Records from a collection:
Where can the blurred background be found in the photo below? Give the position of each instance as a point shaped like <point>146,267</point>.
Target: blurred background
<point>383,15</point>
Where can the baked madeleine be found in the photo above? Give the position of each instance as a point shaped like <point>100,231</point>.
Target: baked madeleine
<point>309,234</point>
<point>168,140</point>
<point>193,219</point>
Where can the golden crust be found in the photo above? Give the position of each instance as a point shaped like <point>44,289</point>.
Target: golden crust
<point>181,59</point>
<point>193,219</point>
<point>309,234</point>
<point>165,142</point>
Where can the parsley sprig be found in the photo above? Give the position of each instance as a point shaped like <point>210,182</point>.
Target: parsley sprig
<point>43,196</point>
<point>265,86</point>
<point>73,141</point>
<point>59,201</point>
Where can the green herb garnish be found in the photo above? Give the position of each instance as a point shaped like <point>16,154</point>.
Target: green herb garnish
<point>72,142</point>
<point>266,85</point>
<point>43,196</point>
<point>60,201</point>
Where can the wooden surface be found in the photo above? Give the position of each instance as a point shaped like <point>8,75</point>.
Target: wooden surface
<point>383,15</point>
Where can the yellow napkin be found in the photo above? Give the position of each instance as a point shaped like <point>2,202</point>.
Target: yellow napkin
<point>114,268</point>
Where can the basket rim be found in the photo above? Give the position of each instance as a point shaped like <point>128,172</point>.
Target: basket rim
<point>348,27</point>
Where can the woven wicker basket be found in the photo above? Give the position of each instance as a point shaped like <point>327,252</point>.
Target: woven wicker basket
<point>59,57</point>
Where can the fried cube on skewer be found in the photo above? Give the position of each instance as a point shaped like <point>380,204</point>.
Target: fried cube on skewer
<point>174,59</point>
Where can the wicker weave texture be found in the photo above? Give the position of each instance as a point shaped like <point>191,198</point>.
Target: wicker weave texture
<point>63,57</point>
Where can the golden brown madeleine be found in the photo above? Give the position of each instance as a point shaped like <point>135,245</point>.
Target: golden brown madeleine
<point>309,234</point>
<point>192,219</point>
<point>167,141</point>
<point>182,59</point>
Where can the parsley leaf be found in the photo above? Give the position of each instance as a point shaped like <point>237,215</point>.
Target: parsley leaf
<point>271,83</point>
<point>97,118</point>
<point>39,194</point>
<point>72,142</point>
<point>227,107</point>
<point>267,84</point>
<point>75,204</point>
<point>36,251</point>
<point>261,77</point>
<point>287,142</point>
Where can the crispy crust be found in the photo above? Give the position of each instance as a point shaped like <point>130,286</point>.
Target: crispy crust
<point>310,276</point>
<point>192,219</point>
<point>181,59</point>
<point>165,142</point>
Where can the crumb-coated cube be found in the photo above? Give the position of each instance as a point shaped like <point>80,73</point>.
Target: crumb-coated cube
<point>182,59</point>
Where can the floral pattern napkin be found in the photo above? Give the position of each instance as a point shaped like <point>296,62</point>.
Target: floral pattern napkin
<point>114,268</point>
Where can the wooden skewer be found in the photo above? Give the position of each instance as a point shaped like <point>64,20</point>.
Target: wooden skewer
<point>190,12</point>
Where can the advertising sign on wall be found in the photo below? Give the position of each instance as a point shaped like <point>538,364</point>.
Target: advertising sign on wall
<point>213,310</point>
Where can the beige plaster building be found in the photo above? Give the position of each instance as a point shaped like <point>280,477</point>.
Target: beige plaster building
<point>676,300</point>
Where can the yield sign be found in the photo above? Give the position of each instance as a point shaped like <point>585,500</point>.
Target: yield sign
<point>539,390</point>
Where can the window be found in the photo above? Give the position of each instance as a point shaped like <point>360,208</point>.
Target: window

**What is being asked**
Where a line above contains the string "window", copy that line.

**Task output**
Where can the window be found in the photo above? Give the position of each instance as a point shaped like <point>360,208</point>.
Target: window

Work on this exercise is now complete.